Selected text:
========

Thursday, August 28, 2008

Medicare Pays Too Much for New Generics

According to this article on The Wall Street Journal Blog when the price of generic drugs plunges, Medicare is slow to reflect that price change.

A report published by the Health and Human Services’ inspector general looks at irinotecan, which is a cancer that went generic in February of this year. The average price of the drug factoring in sales of the branded version was $52. During the current quarter, Medicare was paying about $75 for irinotecan, which is still far above the average price.

Read the full report here.

Wednesday, August 13, 2008

Marry For Health Reasons? Maybe Not Necessary

One common conception that scientists in the past have validated is that for your health, it is better to be married. A new study as reported in BusinessWeek, however, is suggesting otherwise.

Hui Liu, study’s lead author from Michigan State University stated

"One of the most-often documented facts is that married people are healthier than non-married people, but the difference between married and unmarried people has changed over the past few decades."

========

Dataset excerpts:
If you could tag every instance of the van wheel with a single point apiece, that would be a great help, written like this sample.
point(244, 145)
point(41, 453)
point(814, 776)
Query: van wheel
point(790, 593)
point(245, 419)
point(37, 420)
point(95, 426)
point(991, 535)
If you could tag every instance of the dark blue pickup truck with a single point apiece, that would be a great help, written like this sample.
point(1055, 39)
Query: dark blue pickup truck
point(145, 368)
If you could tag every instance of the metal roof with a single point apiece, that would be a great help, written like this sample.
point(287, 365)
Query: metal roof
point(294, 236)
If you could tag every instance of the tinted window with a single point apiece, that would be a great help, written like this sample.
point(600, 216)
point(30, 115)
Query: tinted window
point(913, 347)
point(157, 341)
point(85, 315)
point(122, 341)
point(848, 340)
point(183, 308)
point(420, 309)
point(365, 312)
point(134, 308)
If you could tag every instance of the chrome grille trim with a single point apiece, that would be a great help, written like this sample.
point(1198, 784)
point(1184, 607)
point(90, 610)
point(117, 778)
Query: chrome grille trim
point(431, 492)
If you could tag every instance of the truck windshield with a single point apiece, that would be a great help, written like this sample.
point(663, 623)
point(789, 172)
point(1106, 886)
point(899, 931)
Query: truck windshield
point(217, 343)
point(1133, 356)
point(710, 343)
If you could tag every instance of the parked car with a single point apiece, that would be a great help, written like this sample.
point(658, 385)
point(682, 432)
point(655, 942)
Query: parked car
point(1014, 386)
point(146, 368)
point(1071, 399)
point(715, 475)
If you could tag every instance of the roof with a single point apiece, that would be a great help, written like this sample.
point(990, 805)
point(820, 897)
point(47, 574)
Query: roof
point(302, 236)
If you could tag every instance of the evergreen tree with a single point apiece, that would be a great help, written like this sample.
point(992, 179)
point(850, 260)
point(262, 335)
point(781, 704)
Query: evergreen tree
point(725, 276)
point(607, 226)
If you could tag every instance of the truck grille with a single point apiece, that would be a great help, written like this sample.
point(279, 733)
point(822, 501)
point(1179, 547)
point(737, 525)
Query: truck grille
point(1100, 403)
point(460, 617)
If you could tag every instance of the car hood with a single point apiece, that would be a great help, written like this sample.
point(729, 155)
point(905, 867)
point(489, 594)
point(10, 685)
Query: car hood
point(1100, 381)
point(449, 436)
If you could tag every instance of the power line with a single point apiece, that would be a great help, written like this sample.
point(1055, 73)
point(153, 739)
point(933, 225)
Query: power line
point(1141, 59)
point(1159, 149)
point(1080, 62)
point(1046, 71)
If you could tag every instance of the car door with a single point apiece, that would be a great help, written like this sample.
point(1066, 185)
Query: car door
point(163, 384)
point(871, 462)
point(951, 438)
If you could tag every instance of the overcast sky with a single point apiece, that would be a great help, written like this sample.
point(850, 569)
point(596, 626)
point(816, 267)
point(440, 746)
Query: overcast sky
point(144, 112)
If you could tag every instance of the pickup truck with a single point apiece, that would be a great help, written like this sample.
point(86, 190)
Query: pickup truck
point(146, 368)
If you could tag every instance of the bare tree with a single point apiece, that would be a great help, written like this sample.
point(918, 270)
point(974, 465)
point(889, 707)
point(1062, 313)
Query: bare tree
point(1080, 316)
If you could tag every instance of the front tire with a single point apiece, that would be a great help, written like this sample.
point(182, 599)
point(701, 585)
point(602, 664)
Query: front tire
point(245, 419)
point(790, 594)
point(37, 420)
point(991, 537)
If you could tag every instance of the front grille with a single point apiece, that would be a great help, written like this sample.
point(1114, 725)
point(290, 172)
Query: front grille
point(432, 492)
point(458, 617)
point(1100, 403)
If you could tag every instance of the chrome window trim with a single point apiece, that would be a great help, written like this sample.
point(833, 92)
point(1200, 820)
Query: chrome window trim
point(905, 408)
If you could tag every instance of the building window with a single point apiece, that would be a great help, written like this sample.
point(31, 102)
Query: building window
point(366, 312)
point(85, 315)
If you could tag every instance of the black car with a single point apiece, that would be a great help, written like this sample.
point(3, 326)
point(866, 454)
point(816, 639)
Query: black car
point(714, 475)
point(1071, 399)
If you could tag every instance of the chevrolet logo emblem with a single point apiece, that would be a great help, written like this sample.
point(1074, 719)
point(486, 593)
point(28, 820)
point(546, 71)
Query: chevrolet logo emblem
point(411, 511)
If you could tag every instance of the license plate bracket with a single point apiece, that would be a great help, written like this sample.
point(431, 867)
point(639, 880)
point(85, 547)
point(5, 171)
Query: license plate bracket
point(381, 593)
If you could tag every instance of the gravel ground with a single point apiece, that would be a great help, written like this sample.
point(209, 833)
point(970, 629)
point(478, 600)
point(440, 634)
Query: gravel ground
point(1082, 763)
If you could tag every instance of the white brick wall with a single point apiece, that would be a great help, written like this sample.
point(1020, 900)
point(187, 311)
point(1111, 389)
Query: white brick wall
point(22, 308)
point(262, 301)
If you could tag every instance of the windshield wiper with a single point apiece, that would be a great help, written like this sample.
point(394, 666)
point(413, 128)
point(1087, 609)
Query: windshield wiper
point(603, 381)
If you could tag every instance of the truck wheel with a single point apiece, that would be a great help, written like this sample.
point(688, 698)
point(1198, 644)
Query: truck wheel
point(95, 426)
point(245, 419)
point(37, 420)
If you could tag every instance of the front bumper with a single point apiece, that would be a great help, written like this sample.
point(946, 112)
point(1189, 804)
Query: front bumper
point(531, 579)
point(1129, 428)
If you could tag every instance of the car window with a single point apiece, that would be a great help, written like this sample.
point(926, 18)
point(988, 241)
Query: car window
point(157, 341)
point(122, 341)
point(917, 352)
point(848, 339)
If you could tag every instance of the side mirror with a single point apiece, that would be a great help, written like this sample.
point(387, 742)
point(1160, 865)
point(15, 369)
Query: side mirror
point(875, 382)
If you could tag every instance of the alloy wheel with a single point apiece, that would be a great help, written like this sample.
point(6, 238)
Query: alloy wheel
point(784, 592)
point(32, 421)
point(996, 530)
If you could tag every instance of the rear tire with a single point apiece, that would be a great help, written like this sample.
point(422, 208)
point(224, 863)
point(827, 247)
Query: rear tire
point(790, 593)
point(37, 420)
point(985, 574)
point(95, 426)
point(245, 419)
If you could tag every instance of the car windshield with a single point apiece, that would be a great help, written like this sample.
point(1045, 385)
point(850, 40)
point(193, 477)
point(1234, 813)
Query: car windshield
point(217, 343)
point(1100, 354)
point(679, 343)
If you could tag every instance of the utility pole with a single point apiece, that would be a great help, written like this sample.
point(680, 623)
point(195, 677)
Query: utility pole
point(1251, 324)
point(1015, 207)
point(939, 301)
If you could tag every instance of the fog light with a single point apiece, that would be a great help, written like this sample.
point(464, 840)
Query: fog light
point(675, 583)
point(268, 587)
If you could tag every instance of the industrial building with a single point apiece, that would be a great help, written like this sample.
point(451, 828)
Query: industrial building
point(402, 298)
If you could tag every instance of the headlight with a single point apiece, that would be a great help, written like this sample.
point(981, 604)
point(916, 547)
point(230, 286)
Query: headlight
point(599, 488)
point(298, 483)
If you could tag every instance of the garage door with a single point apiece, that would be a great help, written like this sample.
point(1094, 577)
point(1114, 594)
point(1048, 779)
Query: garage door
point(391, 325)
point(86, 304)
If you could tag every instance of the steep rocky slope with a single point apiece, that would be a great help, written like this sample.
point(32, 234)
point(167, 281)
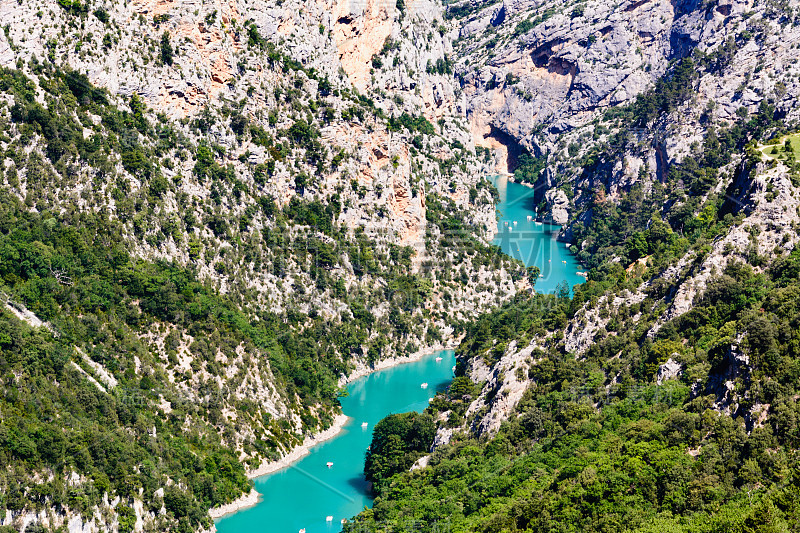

========

Prompt A:
Update the stretch of the blog posts from "Read the full" through "is suggesting otherwise.", replacing "scientists" with "researchers".
Prompt B:
Please list every organization or publication that the blog posts name.

Response box A:
Read the full report here.

Wednesday, August 13, 2008

Marry For Health Reasons? Maybe Not Necessary

One common conception that researchers in the past have validated is that for your health, it is better to be married. A new study as reported in BusinessWeek, however, is suggesting otherwise.

Response box B:
- The Wall Street Journal Blog
- Medicare
- Health and Human Services
- BusinessWeek
- Michigan State University